Page excerpt:
UGH! This one particular morning was topped off by a lovely experience in the cafeteria, where the babysitting continued. I was sitting at the head of the table after finally getting the mini Argentines to sit down and start eating in relative peace. I’m minding my own business and focusing intently on my salad from the salad bar (which is actually really good!), when I look up to see four or five of these same boys all leaning in staring at me and silently giggling as they sit with a ketchup bottle ready, aimed and about to fire straight at me. THANK GOD, I looked up right before the iron eight-year-old dirty fist squelched down on the bottle and narrowly avoided being showered with ketchup on my 5th day at the school.

That was definitely one of the moments when I almost cried, although I held it together in public, luckily.

But these past couple of weeks have involved lots more crying than I ever thought I would do. Turns out, moving halfway across the world and having only one friend that you just met is Really, REALLY lonely. I should have known this before I left, and on some level, I did, but I have never experienced such long-standing homesickness and loneliness like this.

I always have a really tough time with transitions and I have always hated saying goodbye to people and places I love, but usually once I arrive in the new place I get comfortable really quickly, almost in an “out of sight, out of mind” kind of way. Even when I went away to college, I felt instantly comfortable and at home. Coming here was a different story.

It sometimes feels like I’m in a box of isolation at the bottom of the ocean, and I can see my loved ones and the comfort of my former life through the blurry surface of the water far above me, but I have no hope of swimming to the top. And it was my choice to dive down here. In fact, I had been daydreaming about and planning for this dive for the past decade of my life!

As hard as it is, I know that I came here for a reason, and that I’ve had this dream for a reason. This whole experience will surely be transformative in some way, I just need to ride it out and accept the discomfort until I figure out what the point of all this will be.

Work order:
Transcribe everything in the blog post about homesickness from "But these past" down to "a different story.".

Provided data:
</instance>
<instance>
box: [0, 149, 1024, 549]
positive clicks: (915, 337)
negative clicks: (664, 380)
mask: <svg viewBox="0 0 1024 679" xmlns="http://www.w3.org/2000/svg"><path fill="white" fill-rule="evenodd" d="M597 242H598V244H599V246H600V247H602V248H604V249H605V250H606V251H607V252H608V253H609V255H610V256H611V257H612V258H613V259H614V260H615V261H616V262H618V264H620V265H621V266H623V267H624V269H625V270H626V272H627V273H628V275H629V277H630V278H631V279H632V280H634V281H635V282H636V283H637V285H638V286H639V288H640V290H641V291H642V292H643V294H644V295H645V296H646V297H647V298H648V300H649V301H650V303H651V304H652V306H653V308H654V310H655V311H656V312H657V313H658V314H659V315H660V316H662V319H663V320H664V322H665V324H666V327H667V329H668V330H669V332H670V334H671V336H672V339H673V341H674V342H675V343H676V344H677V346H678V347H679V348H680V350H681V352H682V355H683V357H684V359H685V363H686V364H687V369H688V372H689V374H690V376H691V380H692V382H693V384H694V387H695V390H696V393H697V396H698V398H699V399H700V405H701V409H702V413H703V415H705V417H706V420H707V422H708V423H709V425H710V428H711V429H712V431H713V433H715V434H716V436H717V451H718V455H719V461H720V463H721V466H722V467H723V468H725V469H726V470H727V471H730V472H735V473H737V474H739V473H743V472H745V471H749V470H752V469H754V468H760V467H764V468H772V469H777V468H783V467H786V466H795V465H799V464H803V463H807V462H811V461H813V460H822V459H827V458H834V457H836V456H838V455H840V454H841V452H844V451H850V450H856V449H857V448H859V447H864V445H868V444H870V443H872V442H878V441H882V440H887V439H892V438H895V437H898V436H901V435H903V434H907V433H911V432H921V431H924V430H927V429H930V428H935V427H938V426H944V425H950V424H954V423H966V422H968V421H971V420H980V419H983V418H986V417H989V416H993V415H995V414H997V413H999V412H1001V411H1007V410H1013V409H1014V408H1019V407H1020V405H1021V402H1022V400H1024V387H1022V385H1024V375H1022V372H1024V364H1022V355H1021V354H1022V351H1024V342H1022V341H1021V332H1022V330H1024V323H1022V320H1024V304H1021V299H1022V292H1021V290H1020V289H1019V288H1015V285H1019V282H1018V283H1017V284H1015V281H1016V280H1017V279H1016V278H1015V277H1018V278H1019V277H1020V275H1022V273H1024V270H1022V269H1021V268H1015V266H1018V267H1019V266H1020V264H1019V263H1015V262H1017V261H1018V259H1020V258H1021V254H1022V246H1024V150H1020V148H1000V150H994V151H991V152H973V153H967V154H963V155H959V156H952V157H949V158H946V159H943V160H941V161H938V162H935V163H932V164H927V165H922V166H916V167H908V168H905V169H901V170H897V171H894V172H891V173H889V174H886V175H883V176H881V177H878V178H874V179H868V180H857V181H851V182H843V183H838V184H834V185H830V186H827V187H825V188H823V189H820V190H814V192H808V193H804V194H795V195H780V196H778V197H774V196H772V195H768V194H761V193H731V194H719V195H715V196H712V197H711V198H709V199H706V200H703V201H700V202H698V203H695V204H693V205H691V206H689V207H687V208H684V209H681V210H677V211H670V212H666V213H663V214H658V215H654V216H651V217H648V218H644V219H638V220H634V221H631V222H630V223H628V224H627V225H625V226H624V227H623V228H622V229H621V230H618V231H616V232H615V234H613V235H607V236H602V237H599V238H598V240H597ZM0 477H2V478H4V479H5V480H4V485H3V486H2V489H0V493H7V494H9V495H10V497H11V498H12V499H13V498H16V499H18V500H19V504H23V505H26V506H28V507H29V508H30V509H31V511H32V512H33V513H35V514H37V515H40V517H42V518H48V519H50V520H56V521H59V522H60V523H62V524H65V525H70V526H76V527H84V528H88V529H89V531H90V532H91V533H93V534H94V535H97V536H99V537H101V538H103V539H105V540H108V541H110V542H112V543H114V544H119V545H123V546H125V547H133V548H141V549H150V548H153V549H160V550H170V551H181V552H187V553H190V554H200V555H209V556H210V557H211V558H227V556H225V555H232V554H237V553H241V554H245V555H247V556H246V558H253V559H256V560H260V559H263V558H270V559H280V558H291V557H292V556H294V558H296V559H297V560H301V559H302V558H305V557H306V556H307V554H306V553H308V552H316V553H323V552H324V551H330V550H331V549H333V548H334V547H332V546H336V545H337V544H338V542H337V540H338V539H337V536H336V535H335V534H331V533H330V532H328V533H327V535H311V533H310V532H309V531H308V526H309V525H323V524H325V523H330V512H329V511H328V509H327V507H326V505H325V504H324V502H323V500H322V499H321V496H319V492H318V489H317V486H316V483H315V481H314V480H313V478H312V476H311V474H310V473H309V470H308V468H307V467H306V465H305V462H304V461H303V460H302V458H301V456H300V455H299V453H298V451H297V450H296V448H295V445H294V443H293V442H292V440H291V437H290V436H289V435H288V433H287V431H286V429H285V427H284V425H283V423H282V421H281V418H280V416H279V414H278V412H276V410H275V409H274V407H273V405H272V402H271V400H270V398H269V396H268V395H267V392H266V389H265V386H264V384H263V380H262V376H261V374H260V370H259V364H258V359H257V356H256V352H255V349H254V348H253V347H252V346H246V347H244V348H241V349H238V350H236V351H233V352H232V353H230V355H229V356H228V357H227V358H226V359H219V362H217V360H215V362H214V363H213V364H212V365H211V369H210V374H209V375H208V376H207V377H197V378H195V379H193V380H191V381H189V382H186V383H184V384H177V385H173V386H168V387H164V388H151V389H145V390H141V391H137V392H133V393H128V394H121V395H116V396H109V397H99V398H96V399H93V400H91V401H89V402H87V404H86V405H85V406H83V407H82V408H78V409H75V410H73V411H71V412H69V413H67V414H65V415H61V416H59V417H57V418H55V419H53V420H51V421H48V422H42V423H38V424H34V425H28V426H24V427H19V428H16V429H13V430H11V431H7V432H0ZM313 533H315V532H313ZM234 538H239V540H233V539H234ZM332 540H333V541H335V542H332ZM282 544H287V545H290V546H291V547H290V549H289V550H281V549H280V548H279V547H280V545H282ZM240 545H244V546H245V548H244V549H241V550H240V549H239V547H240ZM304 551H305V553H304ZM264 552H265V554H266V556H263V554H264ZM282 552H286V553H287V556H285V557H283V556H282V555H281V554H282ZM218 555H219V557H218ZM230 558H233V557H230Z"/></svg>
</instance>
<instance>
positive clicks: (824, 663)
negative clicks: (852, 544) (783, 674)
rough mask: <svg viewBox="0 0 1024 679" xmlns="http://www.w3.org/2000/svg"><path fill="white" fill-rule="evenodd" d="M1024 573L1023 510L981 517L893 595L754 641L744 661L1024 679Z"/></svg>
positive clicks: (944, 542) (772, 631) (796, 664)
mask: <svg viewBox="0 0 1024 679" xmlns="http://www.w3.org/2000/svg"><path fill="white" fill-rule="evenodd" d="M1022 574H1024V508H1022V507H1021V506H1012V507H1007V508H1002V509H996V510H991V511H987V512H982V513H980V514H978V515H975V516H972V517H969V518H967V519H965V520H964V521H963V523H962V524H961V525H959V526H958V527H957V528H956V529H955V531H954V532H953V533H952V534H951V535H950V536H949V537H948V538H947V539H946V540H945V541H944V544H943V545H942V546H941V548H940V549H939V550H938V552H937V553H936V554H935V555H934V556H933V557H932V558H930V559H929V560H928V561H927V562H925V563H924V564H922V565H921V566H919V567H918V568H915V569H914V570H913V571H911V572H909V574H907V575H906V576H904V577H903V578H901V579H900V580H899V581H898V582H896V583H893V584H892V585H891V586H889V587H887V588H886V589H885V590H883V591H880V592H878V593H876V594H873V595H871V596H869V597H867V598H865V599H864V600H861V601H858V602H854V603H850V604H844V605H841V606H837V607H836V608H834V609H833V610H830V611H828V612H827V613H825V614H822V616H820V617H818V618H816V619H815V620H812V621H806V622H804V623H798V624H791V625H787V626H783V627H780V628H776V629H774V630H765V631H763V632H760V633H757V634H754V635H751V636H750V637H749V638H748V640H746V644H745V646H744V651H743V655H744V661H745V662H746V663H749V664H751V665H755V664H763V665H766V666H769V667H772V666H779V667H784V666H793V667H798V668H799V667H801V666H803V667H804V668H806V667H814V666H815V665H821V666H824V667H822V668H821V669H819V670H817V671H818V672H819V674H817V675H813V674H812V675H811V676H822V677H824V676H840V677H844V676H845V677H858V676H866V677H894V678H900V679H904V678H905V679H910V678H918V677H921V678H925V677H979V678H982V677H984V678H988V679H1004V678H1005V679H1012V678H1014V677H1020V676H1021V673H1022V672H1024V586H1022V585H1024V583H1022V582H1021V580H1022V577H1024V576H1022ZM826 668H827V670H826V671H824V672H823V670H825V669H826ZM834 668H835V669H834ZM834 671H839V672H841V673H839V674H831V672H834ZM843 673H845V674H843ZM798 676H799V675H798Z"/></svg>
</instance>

Exercise result:
But these past couple of weeks have involved lots more crying than I ever thought I would do. Turns out, moving halfway across the world and having only one friend that you just met is Really, REALLY lonely. I should have known this before I left, and on some level, I did, but I have never experienced such long-standing homesickness and loneliness like this.

I always have a really tough time with transitions and I have always hated saying goodbye to people and places I love, but usually once I arrive in the new place I get comfortable really quickly, almost in an “out of sight, out of mind” kind of way. Even when I went away to college, I felt instantly comfortable and at home. Coming here was a different story.